> [Work to be completed]:
Reproduce all of the data below without alteration; exclude every picture.

> [Task input]:
========================

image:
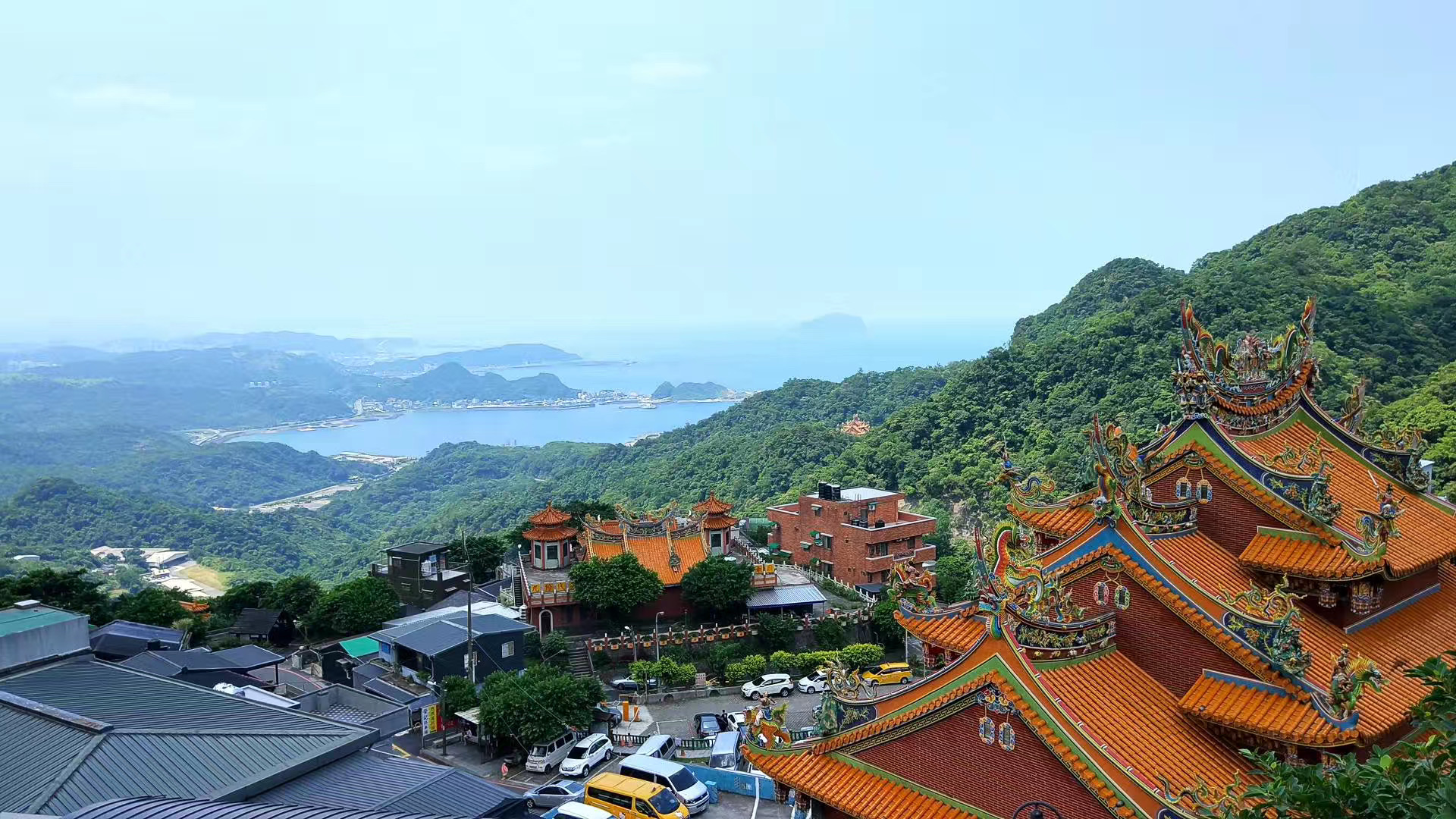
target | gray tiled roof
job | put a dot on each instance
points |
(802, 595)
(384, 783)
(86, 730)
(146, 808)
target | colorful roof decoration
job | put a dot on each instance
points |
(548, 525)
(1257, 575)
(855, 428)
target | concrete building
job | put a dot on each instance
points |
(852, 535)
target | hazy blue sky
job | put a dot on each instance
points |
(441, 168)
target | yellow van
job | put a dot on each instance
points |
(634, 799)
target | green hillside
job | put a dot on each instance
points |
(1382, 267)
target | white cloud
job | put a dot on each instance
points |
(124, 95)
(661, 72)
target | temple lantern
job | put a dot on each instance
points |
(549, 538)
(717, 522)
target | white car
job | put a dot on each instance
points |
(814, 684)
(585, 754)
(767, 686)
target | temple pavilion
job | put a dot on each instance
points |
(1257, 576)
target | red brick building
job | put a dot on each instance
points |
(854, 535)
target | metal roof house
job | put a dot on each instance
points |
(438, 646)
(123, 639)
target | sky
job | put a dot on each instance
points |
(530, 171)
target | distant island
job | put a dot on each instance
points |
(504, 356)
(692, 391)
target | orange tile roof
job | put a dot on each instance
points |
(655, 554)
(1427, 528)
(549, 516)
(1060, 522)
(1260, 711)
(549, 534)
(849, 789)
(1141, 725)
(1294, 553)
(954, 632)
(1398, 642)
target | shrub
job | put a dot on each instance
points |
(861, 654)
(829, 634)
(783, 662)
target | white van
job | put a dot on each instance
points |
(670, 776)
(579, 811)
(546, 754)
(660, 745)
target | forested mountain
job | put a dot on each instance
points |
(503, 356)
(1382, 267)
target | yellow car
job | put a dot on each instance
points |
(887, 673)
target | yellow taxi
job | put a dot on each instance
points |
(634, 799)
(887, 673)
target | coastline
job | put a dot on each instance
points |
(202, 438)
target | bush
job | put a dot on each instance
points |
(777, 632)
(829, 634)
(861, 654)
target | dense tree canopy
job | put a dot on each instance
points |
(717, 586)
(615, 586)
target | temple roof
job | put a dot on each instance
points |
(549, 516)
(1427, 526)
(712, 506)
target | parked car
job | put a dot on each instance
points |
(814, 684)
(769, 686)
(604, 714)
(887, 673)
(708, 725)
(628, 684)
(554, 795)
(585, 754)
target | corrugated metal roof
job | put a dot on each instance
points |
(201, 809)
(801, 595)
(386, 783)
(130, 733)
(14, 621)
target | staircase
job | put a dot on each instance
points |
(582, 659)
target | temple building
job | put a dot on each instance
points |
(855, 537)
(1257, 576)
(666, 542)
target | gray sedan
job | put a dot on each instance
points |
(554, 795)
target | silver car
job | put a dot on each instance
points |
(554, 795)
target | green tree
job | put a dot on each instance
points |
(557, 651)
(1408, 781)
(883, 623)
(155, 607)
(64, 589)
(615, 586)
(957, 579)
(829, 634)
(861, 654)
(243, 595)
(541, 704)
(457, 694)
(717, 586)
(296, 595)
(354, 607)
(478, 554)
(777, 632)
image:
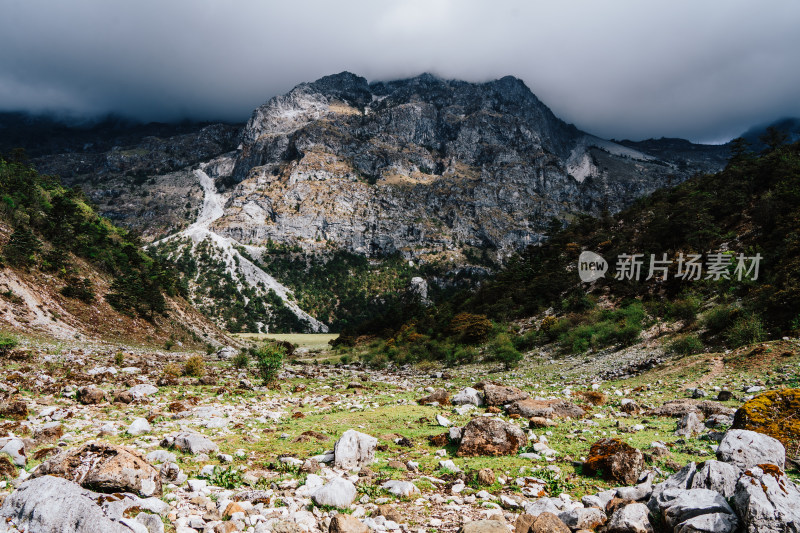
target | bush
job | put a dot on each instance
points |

========================

> [Result of this exercise]:
image:
target | gray tiled roof
job | put a dot on each instance
points |
(802, 595)
(384, 783)
(86, 730)
(146, 808)
target | colorful roof decoration
job | put a dot on each instance
points |
(548, 525)
(1257, 575)
(855, 428)
target | concrete building
job | put a dot on each instance
points |
(852, 535)
target | hazy blue sky
job | put a dot on each instance
points |
(441, 168)
target | yellow van
job | put a dot on each instance
points |
(634, 799)
target | green hillside
job | put a dot on each instance
points |
(1382, 267)
target | white cloud
job | put a dot on each instance
points |
(124, 95)
(661, 72)
target | temple lantern
job | put a dot on each instance
points |
(549, 538)
(717, 522)
target | white car
job | put a dot on each instance
points |
(814, 684)
(585, 754)
(767, 686)
target | temple pavilion
job | put a dot on each instance
points |
(1257, 576)
target | red brick building
job | put a dot on each instance
points |
(854, 535)
target | metal roof house
job | put a dot on each instance
points |
(438, 646)
(123, 639)
target | sky
job | put a dot on each instance
points |
(530, 171)
target | distant island
job | put a dot on each instance
points |
(504, 356)
(692, 391)
target | orange tile roof
job | put a dot on each instance
points |
(655, 554)
(1427, 528)
(549, 516)
(1060, 522)
(1260, 711)
(549, 534)
(849, 789)
(1141, 725)
(1294, 553)
(954, 632)
(1398, 642)
target | shrub
job | put a dot on each instance
points |
(861, 654)
(829, 634)
(783, 662)
target | white van
job | put a dot on each instance
points |
(670, 776)
(579, 811)
(546, 754)
(660, 745)
target | forested mountain
job | put a dot on each instance
points |
(503, 356)
(1382, 267)
target | yellow car
job | put a dot on each instance
points |
(887, 673)
target | yellow taxi
job | put a dot on each instance
points |
(634, 799)
(887, 673)
target | coastline
job | put a dot on each instance
points |
(202, 438)
target | bush
job | put a dot on each instance
points |
(777, 632)
(829, 634)
(861, 654)
target | dense tree canopy
job | put a dot on each instance
points |
(717, 586)
(615, 586)
target | temple roof
job | put a dot on each instance
points |
(549, 516)
(1427, 526)
(712, 506)
target | parked car
job | put a dot on each instance
points |
(814, 684)
(769, 686)
(604, 714)
(887, 673)
(708, 725)
(628, 684)
(554, 795)
(585, 754)
target | corrugated metal roof
job | put a dot on each instance
points |
(201, 809)
(801, 595)
(386, 783)
(130, 733)
(14, 621)
target | staircase
job | put a dot on each instance
points |
(582, 659)
target | temple building
job | put a dot on each instance
points |
(855, 537)
(1257, 576)
(666, 542)
target | gray sedan
job | put a dot on each instance
points |
(554, 795)
target | silver car
job | put a dot on each instance
points |
(554, 795)
target | green tree
job | put a dot on each instance
points |
(557, 651)
(1408, 781)
(883, 623)
(155, 607)
(64, 589)
(615, 586)
(957, 579)
(829, 634)
(861, 654)
(243, 595)
(541, 704)
(457, 694)
(717, 586)
(296, 595)
(354, 607)
(478, 554)
(777, 632)
image:
target | bush
job | put a dot on each instance
points |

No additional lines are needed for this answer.